Task prompt ▸
Report every line of the records below that contains the word "gray", copying each such line in full.

(Contour labeling entries)
● ● ● ● ●

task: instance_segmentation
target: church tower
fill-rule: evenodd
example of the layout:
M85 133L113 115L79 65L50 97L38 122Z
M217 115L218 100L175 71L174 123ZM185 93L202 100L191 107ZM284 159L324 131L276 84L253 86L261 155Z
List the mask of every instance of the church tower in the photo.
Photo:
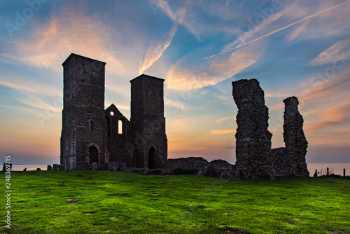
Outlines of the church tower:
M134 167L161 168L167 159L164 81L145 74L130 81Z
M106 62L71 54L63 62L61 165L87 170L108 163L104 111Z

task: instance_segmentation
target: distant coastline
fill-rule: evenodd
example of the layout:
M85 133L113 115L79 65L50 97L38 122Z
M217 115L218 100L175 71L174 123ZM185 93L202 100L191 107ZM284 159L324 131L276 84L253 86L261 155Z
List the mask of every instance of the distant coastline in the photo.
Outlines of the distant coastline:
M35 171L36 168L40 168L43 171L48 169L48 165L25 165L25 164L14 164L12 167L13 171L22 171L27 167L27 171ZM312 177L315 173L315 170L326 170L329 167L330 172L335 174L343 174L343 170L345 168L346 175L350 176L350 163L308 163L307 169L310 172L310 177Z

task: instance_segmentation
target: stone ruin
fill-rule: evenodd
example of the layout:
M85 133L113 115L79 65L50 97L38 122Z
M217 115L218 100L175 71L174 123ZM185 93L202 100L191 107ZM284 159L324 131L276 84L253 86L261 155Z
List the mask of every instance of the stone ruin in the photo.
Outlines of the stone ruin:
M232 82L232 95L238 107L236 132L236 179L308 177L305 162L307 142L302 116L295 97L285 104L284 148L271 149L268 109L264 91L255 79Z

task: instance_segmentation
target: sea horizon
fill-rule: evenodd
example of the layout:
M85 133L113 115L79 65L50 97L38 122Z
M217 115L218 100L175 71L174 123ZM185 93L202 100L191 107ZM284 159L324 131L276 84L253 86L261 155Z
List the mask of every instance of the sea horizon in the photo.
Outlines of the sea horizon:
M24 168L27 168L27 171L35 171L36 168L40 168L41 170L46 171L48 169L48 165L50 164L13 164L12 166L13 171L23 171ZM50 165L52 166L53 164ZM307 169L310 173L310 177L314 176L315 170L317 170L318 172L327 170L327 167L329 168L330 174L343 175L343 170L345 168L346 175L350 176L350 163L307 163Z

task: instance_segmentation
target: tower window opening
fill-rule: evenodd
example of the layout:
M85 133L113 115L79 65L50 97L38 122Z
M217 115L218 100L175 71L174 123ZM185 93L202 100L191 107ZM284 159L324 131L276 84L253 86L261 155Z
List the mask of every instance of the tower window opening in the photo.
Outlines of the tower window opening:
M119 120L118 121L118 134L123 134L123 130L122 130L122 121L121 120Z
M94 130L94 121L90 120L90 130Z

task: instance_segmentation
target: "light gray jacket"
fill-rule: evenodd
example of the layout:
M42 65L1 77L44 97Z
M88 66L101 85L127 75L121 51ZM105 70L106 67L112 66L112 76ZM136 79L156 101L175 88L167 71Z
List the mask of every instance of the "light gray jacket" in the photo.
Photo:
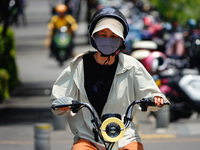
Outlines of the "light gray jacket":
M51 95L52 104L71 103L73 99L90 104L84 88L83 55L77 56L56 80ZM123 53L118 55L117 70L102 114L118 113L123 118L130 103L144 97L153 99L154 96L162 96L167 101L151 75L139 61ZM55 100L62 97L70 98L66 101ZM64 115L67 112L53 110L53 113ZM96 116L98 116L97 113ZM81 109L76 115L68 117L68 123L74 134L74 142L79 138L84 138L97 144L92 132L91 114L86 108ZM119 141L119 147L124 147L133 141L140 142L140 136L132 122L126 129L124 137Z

● ● ● ● ●

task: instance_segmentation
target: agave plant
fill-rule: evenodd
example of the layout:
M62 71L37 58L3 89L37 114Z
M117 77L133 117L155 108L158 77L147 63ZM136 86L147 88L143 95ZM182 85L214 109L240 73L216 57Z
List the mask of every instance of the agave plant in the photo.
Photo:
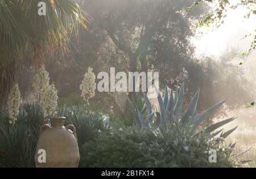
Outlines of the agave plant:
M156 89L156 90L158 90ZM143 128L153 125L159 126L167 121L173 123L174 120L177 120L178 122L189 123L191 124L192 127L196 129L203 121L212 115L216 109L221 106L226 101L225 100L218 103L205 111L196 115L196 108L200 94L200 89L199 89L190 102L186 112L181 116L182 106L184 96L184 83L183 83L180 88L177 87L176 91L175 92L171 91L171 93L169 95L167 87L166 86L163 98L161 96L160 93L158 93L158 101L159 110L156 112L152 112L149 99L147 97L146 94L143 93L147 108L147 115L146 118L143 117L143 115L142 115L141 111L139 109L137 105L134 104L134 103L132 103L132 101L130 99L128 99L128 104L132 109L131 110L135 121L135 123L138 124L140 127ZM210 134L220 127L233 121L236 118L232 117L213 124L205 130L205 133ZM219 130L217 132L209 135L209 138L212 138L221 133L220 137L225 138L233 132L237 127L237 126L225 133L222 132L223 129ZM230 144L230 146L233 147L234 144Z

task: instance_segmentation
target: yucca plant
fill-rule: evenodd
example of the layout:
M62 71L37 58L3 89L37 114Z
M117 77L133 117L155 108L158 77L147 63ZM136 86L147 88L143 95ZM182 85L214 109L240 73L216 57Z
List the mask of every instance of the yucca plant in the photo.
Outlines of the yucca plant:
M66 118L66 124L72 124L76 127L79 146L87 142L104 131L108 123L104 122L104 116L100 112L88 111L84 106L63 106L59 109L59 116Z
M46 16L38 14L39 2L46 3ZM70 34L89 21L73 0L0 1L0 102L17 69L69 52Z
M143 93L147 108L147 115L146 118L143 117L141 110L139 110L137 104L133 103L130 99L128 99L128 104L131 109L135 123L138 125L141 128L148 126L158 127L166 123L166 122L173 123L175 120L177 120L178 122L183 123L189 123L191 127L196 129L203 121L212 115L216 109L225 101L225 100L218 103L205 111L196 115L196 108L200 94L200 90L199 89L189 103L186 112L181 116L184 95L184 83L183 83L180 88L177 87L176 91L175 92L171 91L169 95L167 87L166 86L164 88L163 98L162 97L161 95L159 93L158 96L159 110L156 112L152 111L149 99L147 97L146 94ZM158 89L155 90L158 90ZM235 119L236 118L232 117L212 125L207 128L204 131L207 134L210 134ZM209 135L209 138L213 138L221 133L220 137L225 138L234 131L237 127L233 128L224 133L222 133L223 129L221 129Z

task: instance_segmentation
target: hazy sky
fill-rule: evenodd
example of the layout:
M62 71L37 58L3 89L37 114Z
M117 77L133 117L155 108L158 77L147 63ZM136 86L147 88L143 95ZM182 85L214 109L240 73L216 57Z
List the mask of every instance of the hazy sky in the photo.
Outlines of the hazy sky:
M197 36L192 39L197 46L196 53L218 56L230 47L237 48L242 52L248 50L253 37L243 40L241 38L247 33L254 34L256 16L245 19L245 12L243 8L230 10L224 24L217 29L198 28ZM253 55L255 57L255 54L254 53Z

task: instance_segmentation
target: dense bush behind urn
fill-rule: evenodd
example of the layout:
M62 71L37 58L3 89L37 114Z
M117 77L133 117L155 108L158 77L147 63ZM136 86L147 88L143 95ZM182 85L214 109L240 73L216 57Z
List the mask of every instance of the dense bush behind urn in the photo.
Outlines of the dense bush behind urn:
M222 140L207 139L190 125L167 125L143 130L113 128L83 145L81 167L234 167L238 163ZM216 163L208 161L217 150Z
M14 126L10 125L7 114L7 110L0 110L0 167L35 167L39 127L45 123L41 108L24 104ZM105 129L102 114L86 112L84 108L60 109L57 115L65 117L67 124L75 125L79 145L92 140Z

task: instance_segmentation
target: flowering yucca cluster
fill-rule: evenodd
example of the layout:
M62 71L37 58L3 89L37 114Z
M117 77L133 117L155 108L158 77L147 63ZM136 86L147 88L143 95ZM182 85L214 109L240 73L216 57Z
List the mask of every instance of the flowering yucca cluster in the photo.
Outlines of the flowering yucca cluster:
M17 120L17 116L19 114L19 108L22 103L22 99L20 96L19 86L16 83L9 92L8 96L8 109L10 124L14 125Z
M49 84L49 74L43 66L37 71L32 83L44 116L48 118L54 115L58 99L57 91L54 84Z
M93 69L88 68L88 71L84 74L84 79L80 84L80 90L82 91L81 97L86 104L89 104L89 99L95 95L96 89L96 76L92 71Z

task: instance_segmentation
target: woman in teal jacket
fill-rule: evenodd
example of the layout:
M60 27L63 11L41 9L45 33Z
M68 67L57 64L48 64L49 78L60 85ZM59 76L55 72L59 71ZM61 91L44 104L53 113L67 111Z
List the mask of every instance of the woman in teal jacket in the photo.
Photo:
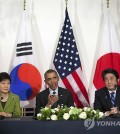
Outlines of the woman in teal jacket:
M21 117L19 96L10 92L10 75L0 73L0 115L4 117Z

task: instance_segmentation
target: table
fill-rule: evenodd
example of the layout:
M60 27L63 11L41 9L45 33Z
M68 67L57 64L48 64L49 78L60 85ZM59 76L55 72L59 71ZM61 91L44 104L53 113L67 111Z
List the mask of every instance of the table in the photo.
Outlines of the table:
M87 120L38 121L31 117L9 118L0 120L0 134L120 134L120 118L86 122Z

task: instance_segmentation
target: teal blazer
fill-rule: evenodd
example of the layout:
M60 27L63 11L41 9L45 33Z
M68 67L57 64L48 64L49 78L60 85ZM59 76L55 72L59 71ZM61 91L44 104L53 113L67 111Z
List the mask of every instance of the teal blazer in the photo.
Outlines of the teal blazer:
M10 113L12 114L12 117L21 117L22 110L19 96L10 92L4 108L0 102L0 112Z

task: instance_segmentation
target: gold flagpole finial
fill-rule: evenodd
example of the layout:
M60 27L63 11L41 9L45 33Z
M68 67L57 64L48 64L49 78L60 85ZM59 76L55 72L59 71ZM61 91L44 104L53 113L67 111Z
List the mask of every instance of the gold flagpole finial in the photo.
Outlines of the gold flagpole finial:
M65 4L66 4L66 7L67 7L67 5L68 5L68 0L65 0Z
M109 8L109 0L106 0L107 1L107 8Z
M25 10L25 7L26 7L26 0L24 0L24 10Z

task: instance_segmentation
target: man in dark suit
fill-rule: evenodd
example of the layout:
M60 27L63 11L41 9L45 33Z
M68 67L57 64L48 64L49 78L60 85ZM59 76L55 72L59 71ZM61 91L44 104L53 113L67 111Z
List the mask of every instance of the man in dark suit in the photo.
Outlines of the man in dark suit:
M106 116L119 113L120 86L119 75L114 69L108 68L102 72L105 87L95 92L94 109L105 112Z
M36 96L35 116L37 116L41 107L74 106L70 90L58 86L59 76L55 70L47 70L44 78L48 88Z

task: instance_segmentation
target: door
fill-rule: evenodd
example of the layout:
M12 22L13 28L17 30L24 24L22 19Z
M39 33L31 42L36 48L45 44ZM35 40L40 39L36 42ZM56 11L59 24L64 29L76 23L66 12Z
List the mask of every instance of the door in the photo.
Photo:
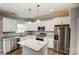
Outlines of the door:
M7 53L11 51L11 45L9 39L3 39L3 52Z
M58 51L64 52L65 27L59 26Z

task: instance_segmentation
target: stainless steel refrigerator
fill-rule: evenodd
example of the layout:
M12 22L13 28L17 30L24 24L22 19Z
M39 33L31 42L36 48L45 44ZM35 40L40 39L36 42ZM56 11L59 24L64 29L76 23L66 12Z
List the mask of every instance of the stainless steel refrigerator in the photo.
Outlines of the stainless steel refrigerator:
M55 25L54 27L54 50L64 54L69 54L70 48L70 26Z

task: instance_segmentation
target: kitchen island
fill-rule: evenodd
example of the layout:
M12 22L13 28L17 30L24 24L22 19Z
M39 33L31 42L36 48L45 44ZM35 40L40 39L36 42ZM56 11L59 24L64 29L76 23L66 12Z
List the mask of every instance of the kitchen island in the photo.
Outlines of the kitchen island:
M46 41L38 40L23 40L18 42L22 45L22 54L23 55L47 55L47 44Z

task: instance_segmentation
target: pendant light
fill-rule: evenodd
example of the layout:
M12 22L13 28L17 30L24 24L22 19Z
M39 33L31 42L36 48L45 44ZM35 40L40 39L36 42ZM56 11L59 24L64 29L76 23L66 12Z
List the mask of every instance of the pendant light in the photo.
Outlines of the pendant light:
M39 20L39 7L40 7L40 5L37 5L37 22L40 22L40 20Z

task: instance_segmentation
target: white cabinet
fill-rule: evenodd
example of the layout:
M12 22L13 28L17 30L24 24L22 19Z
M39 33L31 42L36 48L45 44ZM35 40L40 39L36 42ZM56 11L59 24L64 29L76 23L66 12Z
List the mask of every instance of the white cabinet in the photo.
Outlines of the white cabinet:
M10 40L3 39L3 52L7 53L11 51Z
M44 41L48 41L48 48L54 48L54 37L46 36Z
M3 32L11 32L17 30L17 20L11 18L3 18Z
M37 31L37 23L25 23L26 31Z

● ● ● ● ●

Expected output ▸
target: "light gray jacket"
List the mask of every instance of the "light gray jacket" in the photo.
Outlines of the "light gray jacket":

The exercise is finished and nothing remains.